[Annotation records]
##########

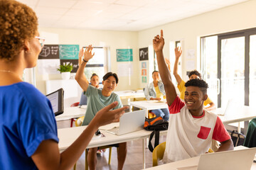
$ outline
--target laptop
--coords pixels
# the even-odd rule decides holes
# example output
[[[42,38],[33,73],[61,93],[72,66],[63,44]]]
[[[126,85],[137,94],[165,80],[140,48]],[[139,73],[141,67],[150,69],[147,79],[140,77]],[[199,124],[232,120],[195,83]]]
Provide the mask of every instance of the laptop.
[[[59,115],[64,112],[64,91],[60,89],[53,93],[46,95],[53,108],[55,116]]]
[[[119,121],[119,127],[114,127],[107,132],[117,135],[142,130],[145,122],[146,110],[125,113]]]
[[[177,170],[241,170],[250,169],[256,147],[220,152],[200,155],[198,166],[177,168]]]

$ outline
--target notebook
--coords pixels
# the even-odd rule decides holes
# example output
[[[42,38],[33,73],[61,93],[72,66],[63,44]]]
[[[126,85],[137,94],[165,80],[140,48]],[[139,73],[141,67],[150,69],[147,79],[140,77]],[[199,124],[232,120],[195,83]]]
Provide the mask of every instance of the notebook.
[[[241,170],[250,169],[256,147],[225,151],[200,156],[198,166],[177,168],[177,170]]]
[[[145,122],[146,110],[124,113],[119,121],[119,126],[114,127],[107,132],[117,135],[133,132],[143,129]]]
[[[47,94],[46,97],[49,99],[53,108],[55,116],[59,115],[64,112],[64,91],[60,89],[51,94]]]

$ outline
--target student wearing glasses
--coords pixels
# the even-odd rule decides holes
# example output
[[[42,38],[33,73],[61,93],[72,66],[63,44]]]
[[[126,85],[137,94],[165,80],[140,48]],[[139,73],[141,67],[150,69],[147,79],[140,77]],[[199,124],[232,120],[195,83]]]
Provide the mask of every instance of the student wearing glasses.
[[[87,107],[82,125],[88,125],[92,118],[97,115],[96,113],[105,106],[114,101],[118,101],[118,105],[114,108],[118,109],[122,107],[122,104],[119,96],[113,93],[118,84],[118,77],[115,73],[108,72],[103,76],[103,89],[98,89],[89,84],[89,81],[86,79],[84,74],[85,67],[89,60],[92,58],[94,53],[92,53],[92,45],[89,45],[84,51],[82,48],[79,55],[79,62],[80,63],[79,68],[75,74],[75,80],[78,81],[82,89],[85,91],[87,97]],[[83,57],[82,57],[83,56]],[[118,169],[122,169],[127,154],[127,143],[119,143],[113,144],[114,147],[118,147],[117,159]],[[97,164],[97,148],[90,148],[88,151],[88,166],[90,169],[96,169]]]
[[[0,164],[2,169],[70,169],[100,126],[119,120],[126,107],[100,110],[80,136],[60,153],[49,100],[23,82],[43,46],[35,12],[20,2],[0,0]]]

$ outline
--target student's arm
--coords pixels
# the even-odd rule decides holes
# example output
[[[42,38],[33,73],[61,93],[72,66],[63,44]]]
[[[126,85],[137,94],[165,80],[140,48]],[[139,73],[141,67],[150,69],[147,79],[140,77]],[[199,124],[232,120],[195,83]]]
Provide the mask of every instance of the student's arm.
[[[167,64],[169,70],[171,72],[171,62],[170,60],[169,60],[167,58],[164,57],[164,60],[166,61],[166,63]]]
[[[210,106],[208,107],[205,108],[207,110],[212,110],[216,108],[216,106],[214,104],[213,102],[210,102],[209,105]]]
[[[174,84],[171,81],[171,73],[168,69],[167,65],[164,61],[163,48],[164,45],[164,39],[163,30],[161,30],[161,36],[157,35],[153,39],[153,47],[156,54],[158,67],[161,79],[164,86],[164,90],[166,94],[167,104],[171,106],[177,96]]]
[[[118,122],[124,110],[128,108],[123,107],[110,110],[117,104],[117,102],[114,102],[97,112],[83,132],[61,154],[56,142],[51,140],[43,141],[31,157],[38,169],[70,169],[85,151],[99,127]]]
[[[233,150],[234,149],[234,145],[231,140],[231,139],[229,139],[228,140],[225,140],[224,142],[220,142],[221,145],[218,149],[217,152],[222,152],[222,151],[228,151],[228,150]]]
[[[174,62],[174,75],[178,82],[178,85],[179,85],[182,81],[181,76],[178,74],[178,59],[181,57],[181,53],[182,53],[182,50],[181,47],[175,48],[175,62]]]
[[[92,54],[92,45],[89,45],[87,47],[86,47],[85,52],[83,52],[83,49],[82,47],[81,50],[79,52],[79,59],[78,59],[78,63],[79,63],[79,67],[75,74],[75,80],[78,81],[82,89],[85,91],[87,91],[88,86],[89,86],[89,81],[86,79],[86,76],[84,74],[85,67],[86,66],[86,64],[94,56],[95,53]],[[83,59],[82,55],[84,56]]]

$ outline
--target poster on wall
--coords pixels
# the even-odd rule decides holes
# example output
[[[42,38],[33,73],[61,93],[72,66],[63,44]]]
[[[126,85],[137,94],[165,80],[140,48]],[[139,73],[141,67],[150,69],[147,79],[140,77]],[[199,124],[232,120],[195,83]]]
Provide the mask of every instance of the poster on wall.
[[[60,59],[58,45],[45,45],[39,54],[38,59]]]
[[[146,83],[146,76],[142,76],[142,83]]]
[[[79,45],[60,45],[59,54],[60,60],[78,60]]]
[[[73,69],[71,71],[71,72],[76,72],[78,69],[78,60],[60,60],[60,64],[71,64],[73,67]]]
[[[142,69],[146,69],[146,62],[142,62]]]
[[[39,74],[59,74],[57,68],[60,67],[59,59],[38,60],[37,69]]]
[[[132,62],[132,49],[117,49],[117,62]]]
[[[139,50],[139,61],[142,60],[149,60],[149,48],[140,48]]]
[[[73,66],[71,72],[76,72],[79,45],[45,45],[38,56],[38,73],[59,74],[57,69],[64,63],[71,63]]]
[[[142,69],[142,76],[146,76],[146,69]]]

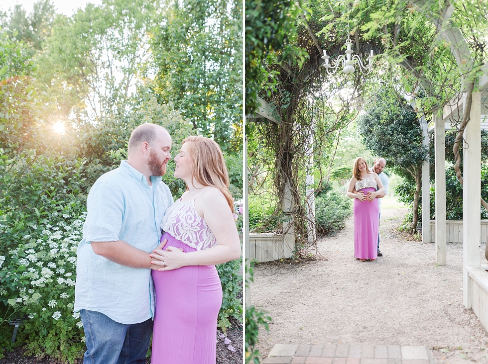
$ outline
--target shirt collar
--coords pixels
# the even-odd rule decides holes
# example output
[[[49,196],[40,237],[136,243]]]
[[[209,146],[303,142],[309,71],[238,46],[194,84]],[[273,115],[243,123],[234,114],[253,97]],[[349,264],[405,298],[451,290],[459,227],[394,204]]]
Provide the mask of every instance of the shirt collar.
[[[120,168],[121,169],[126,171],[137,181],[143,182],[146,184],[147,184],[147,180],[146,180],[145,176],[127,163],[127,161],[121,161]],[[151,176],[150,179],[151,182],[152,182],[152,185],[154,186],[157,186],[161,180],[160,176]]]

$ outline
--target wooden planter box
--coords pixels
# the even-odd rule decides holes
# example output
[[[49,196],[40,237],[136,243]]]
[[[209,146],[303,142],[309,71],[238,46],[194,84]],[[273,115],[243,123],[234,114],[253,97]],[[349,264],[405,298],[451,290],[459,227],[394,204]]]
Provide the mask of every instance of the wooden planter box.
[[[486,220],[485,220],[486,221]],[[467,267],[471,291],[471,309],[485,330],[488,331],[488,265]]]
[[[481,220],[481,235],[480,242],[487,241],[488,235],[488,220]],[[430,242],[435,243],[436,221],[430,220]],[[463,242],[463,220],[448,220],[446,221],[446,241],[447,243],[462,243]]]
[[[293,247],[285,244],[283,236],[272,233],[249,234],[249,257],[259,262],[290,258]]]

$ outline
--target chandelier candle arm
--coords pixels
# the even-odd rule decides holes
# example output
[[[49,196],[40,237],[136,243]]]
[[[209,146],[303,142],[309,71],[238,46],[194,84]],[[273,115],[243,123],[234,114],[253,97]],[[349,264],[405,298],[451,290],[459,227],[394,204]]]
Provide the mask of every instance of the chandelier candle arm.
[[[361,70],[362,73],[365,75],[367,75],[369,73],[371,70],[370,69],[373,65],[372,59],[374,56],[373,50],[371,49],[370,51],[369,55],[367,57],[367,66],[365,66],[359,55],[357,54],[352,55],[354,53],[354,51],[351,49],[351,46],[353,45],[353,42],[349,38],[347,39],[344,45],[347,47],[347,49],[344,52],[346,53],[346,56],[345,56],[343,55],[339,56],[337,57],[337,60],[336,61],[336,65],[334,66],[329,64],[329,59],[330,58],[330,56],[328,56],[327,51],[326,50],[324,50],[324,55],[321,58],[325,61],[325,63],[323,64],[322,66],[326,68],[327,70],[327,73],[329,75],[335,74],[337,71],[338,67],[341,62],[344,66],[342,69],[344,73],[346,75],[354,73],[355,70],[354,66],[353,66],[353,64],[355,62],[357,62],[359,64],[359,69]]]

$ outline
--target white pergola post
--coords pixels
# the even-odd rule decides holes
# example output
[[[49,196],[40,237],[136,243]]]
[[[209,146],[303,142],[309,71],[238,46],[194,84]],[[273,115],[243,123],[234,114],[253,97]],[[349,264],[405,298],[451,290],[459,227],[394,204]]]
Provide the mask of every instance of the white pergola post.
[[[244,117],[244,121],[245,122],[245,116]],[[249,195],[249,185],[247,181],[247,138],[245,136],[245,133],[244,141],[244,145],[243,146],[243,153],[244,154],[243,160],[243,164],[244,165],[244,183],[243,183],[243,192],[244,193],[244,258],[247,258],[247,260],[245,261],[245,282],[249,277],[249,262],[248,257],[250,256],[250,245],[249,242],[249,203],[247,201],[247,196]],[[244,286],[244,297],[245,307],[248,307],[251,305],[251,288],[250,286]]]
[[[307,155],[308,157],[308,165],[307,166],[307,176],[305,184],[307,185],[305,193],[307,195],[307,240],[309,243],[315,242],[317,228],[315,225],[315,189],[314,188],[314,154],[312,147],[312,136],[311,133],[308,138],[308,150]]]
[[[293,214],[293,200],[291,189],[287,184],[285,186],[283,199],[283,253],[284,257],[291,257],[295,250],[295,226]]]
[[[424,115],[420,119],[422,134],[423,136],[422,145],[427,147],[428,157],[429,126],[425,121]],[[422,242],[430,242],[430,162],[428,158],[422,165]]]
[[[463,303],[471,308],[473,295],[470,291],[467,267],[479,267],[481,217],[481,92],[473,93],[470,121],[464,132],[463,186]]]
[[[445,266],[446,131],[442,115],[435,115],[434,117],[436,179],[436,263],[440,266]]]

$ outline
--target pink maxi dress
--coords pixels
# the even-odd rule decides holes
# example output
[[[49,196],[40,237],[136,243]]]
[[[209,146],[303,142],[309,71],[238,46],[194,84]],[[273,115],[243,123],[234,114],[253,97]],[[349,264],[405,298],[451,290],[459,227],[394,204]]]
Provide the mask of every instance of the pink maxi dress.
[[[203,250],[217,240],[197,213],[194,200],[168,209],[161,225],[166,247],[185,253]],[[215,266],[152,271],[156,312],[152,364],[215,364],[217,325],[222,286]]]
[[[368,177],[356,182],[356,190],[365,194],[375,191],[376,183],[373,177]],[[353,205],[354,215],[354,256],[360,259],[376,259],[378,257],[378,228],[379,206],[378,199],[364,202],[355,198]]]

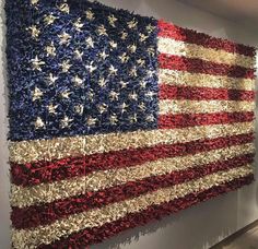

##########

**Directions:**
Which lines in the records above contain the word "planter"? Gather each of those lines and copy it out in full.

**Answer to this exercise:**
--target wooden planter box
Provide the mask of every instance of the wooden planter box.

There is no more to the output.